| Challenge |
The listing below must be repeated word for word, with its images excluded.

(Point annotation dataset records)

——————————

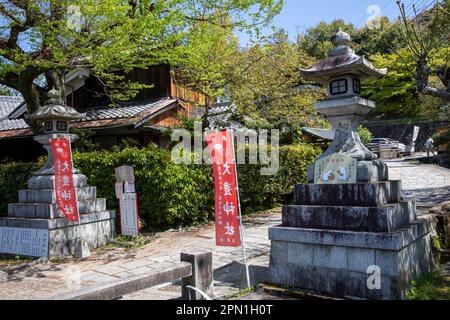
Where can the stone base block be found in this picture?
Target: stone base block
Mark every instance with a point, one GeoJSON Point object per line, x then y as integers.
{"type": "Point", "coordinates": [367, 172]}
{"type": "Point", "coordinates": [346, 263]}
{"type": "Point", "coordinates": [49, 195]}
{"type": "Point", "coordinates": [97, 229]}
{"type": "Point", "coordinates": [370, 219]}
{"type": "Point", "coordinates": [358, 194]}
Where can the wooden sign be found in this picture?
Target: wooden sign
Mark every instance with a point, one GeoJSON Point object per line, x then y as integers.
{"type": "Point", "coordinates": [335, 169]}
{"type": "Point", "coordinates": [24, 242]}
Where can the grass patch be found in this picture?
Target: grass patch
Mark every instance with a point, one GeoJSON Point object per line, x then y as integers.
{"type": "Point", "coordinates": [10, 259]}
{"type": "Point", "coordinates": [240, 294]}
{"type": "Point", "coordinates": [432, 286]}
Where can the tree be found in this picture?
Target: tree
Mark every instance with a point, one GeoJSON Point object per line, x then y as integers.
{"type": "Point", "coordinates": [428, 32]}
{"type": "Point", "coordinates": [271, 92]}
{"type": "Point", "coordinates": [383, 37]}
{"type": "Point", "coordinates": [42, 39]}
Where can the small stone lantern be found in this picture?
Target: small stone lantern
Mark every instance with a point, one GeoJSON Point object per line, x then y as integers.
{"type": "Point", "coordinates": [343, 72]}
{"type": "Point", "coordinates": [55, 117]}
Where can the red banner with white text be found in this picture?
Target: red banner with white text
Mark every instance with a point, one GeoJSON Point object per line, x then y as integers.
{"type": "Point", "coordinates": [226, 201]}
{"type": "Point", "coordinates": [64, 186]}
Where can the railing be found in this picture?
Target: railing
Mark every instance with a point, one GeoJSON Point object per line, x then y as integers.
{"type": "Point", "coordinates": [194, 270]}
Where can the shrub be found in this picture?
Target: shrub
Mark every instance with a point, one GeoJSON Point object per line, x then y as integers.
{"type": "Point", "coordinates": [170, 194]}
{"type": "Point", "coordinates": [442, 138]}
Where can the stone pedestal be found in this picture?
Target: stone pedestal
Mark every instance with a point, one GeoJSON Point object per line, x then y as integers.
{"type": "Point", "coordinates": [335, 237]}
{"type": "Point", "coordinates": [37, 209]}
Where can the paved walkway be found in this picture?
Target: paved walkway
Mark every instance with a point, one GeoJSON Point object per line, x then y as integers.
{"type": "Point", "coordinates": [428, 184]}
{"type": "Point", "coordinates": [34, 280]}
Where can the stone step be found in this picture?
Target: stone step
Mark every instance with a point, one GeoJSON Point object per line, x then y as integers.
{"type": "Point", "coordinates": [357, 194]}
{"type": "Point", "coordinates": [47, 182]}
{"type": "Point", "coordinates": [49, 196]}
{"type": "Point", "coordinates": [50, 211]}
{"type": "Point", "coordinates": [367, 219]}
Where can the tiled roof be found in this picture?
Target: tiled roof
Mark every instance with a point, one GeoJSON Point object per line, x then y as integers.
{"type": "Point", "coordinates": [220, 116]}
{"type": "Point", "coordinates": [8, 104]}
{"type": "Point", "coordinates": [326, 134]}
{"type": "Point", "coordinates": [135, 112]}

——————————

| Finished task |
Where can the stone base block be found in this picture?
Target: stone base block
Mark every instance with a point, one GeoJSON Point object per line, x then y as integers.
{"type": "Point", "coordinates": [367, 172]}
{"type": "Point", "coordinates": [346, 263]}
{"type": "Point", "coordinates": [49, 195]}
{"type": "Point", "coordinates": [97, 229]}
{"type": "Point", "coordinates": [370, 219]}
{"type": "Point", "coordinates": [358, 194]}
Where can the wooden sign be found in this picture?
Target: wooden sign
Mark every instance with a point, one GeoJSON Point object per line, x then y as integers.
{"type": "Point", "coordinates": [335, 169]}
{"type": "Point", "coordinates": [24, 242]}
Where can the grass patch be found in this picture?
Target: grass patch
Mark every instance with a point, one GeoJSON Point object per line, x then y as integers.
{"type": "Point", "coordinates": [10, 259]}
{"type": "Point", "coordinates": [240, 294]}
{"type": "Point", "coordinates": [432, 286]}
Where can the tree be found in this picture?
Target: tree
Mark every instance with a point, one GeoJSON Point object per line, x then y as integers.
{"type": "Point", "coordinates": [428, 32]}
{"type": "Point", "coordinates": [271, 92]}
{"type": "Point", "coordinates": [383, 37]}
{"type": "Point", "coordinates": [42, 39]}
Where can the small stone lantern be found in this picture?
Target: small stone lantern
Mark every instance with a point, one GeoJSON Point object per line, x then y as integers.
{"type": "Point", "coordinates": [343, 72]}
{"type": "Point", "coordinates": [55, 117]}
Where can the red banner with white text be found in this picture?
Target: red banner with white text
Mark every instance with a point, one GeoJSON Point object per line, x then y as integers.
{"type": "Point", "coordinates": [226, 201]}
{"type": "Point", "coordinates": [64, 186]}
Where can the railing be found in this picture?
Target: railing
Mark every instance with a point, one GeoJSON Point object per line, x then y as integers.
{"type": "Point", "coordinates": [194, 270]}
Where can the shrub be found in this picture?
Target: shrub
Mark every instance with a point, one GeoJSON Point object per line, x then y as integers.
{"type": "Point", "coordinates": [170, 194]}
{"type": "Point", "coordinates": [442, 138]}
Where can the stone pedestal be found in this picture?
Target: stone pedestal
Mark every instance with a point, one GeoJSON Point object per line, x then y as integers.
{"type": "Point", "coordinates": [335, 237]}
{"type": "Point", "coordinates": [37, 209]}
Where can the paved walkway be found in this picture?
Target: paved walkway
Mark every instance with a point, one GeoJSON Point object per line, x then y as integers.
{"type": "Point", "coordinates": [428, 184]}
{"type": "Point", "coordinates": [34, 280]}
Where can the stone step be found in this picture?
Target: stone step
Mark every instance with a point, one GeoJSON Point object per line, x then y as integers.
{"type": "Point", "coordinates": [357, 194]}
{"type": "Point", "coordinates": [47, 182]}
{"type": "Point", "coordinates": [49, 196]}
{"type": "Point", "coordinates": [50, 211]}
{"type": "Point", "coordinates": [367, 219]}
Where can the tiled roof be found in this picture?
Target: tiled roof
Mark every instance with a point, one GeoJSON Point object per line, x then y as integers.
{"type": "Point", "coordinates": [220, 116]}
{"type": "Point", "coordinates": [8, 104]}
{"type": "Point", "coordinates": [326, 134]}
{"type": "Point", "coordinates": [135, 112]}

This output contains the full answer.